WHAT TO WORK ON ▸
Could you format the whole listing below as a numbered list, one item per line, with any blank lines left out?
--------------------------------------------------
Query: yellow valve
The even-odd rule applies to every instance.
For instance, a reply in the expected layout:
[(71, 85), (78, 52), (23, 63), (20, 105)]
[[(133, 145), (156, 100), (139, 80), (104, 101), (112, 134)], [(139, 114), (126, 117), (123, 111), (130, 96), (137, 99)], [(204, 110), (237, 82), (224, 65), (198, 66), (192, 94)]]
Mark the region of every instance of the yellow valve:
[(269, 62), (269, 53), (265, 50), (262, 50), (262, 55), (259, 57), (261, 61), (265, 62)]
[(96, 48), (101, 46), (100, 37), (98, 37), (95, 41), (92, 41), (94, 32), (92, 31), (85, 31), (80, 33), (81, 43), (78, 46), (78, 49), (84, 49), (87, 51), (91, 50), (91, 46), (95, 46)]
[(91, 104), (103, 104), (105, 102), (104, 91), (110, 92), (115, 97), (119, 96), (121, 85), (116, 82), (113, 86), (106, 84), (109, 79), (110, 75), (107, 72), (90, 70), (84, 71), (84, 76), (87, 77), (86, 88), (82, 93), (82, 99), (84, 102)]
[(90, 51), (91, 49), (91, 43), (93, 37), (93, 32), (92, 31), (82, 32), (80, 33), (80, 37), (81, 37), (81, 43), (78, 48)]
--------------------------------------------------
RESPONSE TO THIS TASK ▸
1. Query: yellow valve
2. The even-odd rule applies to every instance.
3. For instance, a reply in the expected layout:
4. [(71, 85), (78, 52), (23, 63), (20, 105)]
5. [[(133, 145), (156, 100), (139, 80), (104, 101), (112, 134)], [(139, 114), (126, 117), (123, 111), (130, 96), (137, 99)], [(204, 110), (237, 82), (224, 65), (198, 66), (192, 94)]]
6. Mark the region of every instance of the yellow valve:
7. [(269, 62), (269, 53), (265, 50), (262, 50), (262, 55), (259, 57), (261, 61), (265, 62)]
8. [(96, 48), (101, 46), (100, 37), (98, 37), (95, 41), (92, 41), (94, 32), (92, 31), (85, 31), (80, 33), (81, 43), (78, 46), (78, 49), (84, 49), (87, 51), (91, 50), (91, 46), (95, 46)]
9. [(91, 104), (103, 104), (105, 102), (104, 91), (110, 92), (115, 97), (119, 96), (121, 85), (116, 82), (113, 86), (106, 84), (109, 79), (110, 75), (107, 72), (90, 70), (84, 71), (84, 76), (87, 77), (86, 88), (82, 93), (82, 99), (84, 102)]
10. [(90, 51), (91, 49), (91, 43), (93, 37), (93, 32), (92, 31), (82, 32), (80, 33), (80, 37), (81, 37), (81, 43), (78, 48)]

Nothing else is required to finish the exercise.